#### TEXT SHOWN:
>>>

As with much of WOW, it eschews a first person human perspective, and the only lyrics are a split second sample of someone saying “my,” or perhaps “meow,” pitched up and down and triggered repeatedly with the manic glee of a child plunking the keys of a Yamaha keyboard. The percussion is a mix of synthetics and samples of lip-smacking plosives and tongue clicks, a nod to NV’s proclivity for jumbling all kinds of sounds—acoustic instruments, synthesizers, and the funny tiny sounds made by physical objects—into one joyful and irreverent palette that she uses to paint candy coloured pictures.
Kate NV’s WOW will be released on March 3, 2023 on vinyl, Japanese Import CD, and digital formats. On behalf of Kate NV and RVNG, a portion of the proceeds from this release will benefit War Child, an organization that supports children and their families impacted by conflict, and working to build sustainable peace for generations to come.
WOW is Kate Shilonosova’s fourth full-length release as Kate NV in six years, and third for RVNG Intl. Her prolific musical output aligns with a highly attuned aesthetic and a deep commitment to visual world building. WOW is one of many of these worlds in which music is fully saturated with color, deeply tactile and textural. Shiny, sproingy, plastic. Where Room for the Moon embraced structure (abstractly speaking) and veered pop, WOW happily abandons conventional song shapes, parsing the experience of musical time into ecstatic fragments.

<<<

(Entries from a pointing dataset)
>>>

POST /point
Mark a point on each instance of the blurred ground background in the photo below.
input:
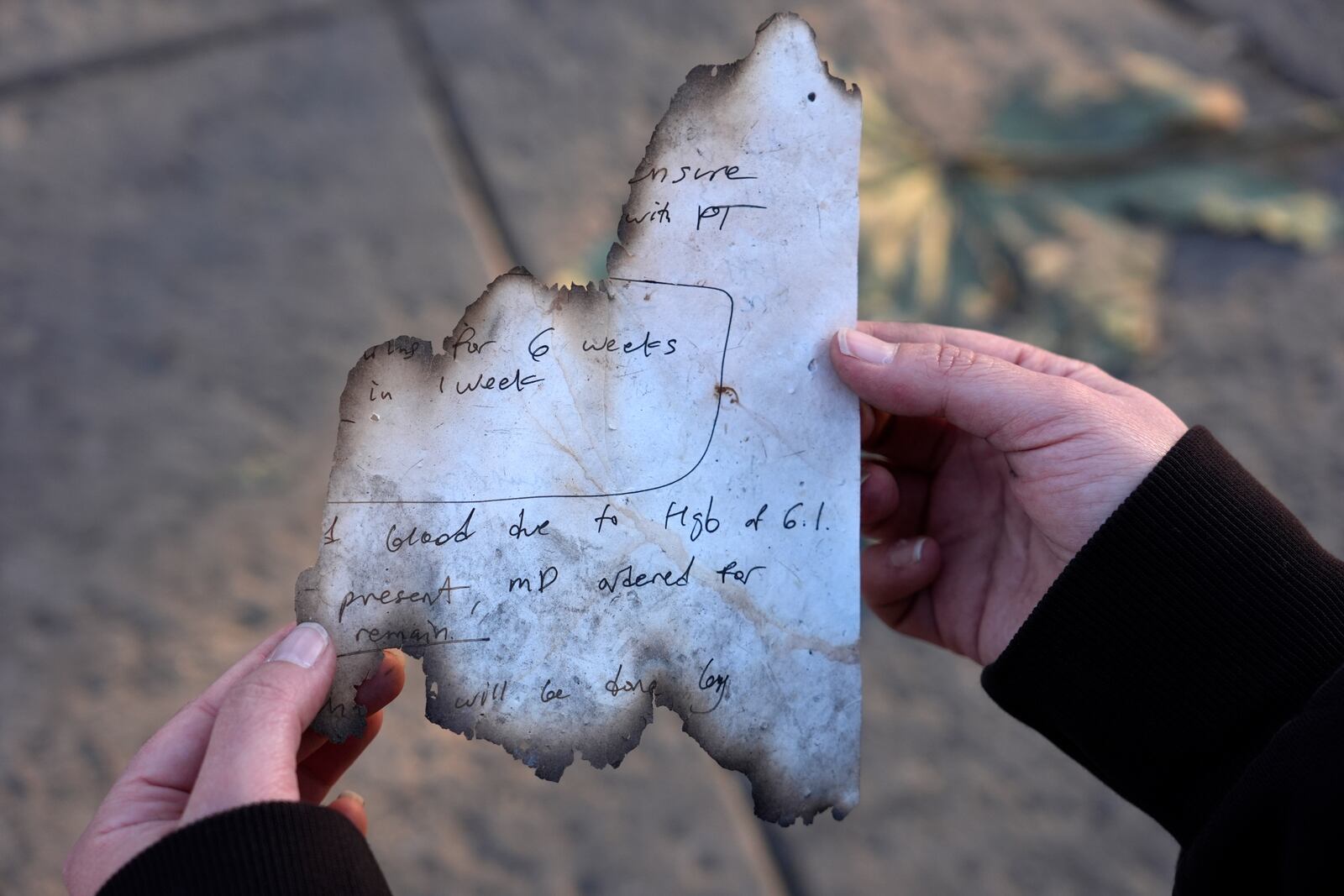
(207, 211)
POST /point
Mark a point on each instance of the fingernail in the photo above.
(906, 553)
(302, 647)
(866, 348)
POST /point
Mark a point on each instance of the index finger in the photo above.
(172, 755)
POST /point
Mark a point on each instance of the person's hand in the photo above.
(244, 741)
(998, 461)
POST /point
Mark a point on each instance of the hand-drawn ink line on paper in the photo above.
(718, 405)
(423, 644)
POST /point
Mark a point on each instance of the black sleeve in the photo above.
(1189, 658)
(281, 848)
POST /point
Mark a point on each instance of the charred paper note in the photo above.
(589, 501)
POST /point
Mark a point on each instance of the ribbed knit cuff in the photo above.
(1195, 622)
(266, 848)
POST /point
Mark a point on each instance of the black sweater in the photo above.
(1189, 658)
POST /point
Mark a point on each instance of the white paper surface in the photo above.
(591, 500)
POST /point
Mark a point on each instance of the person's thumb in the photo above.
(976, 392)
(253, 746)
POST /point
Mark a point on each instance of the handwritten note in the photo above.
(591, 500)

<<<

#### DIRECTIVES:
1) Transcribe the stretch of the passage about Kate NV's album WOW from "As with much" through "candy coloured pictures.".
2) Write the next part of the passage about Kate NV's album WOW, picking up after its final sentence.
The data shown above is separate from the passage about Kate NV's album WOW.

#### RESPONSES TO THE TASKS:
1)
As with much of WOW, it eschews a first person human perspective, and the only lyrics are a split second sample of someone saying “my,” or perhaps “meow,” pitched up and down and triggered repeatedly with the manic glee of a child plunking the keys of a Yamaha keyboard. The percussion is a mix of synthetics and samples of lip-smacking plosives and tongue clicks, a nod to NV’s proclivity for jumbling all kinds of sounds—acoustic instruments, synthesizers, and the funny tiny sounds made by physical objects—into one joyful and irreverent palette that she uses to paint candy coloured pictures.

2)
It’s difficult to imagine a more fitting album title: pure exclamation, an organic pitch of delight leaving the mouth, with no clear etymological links. On Room for the Moon, Shilonosova’s voice was layered and lyrical, with sweeping and urgent melodies. WOW finds her as a peripheral purveyor of high jinks, peeking out from the corners, commenting on her surroundings in non-verbal, and arguably non-human, utterances. Instead of employing lyricism, Shilonosova steps outside of language, and rewards us with a gum ball machine of textures: soda fizz and wind-up teeth and scraps of bubble wrap become comically huge, as if heard from an insect’s perspective. Words are tasty plosives, onomatopoeias, percussive chirps and one-liners, and singing serves as another form of what Shilonosova refers to as “funny tiny sounds.”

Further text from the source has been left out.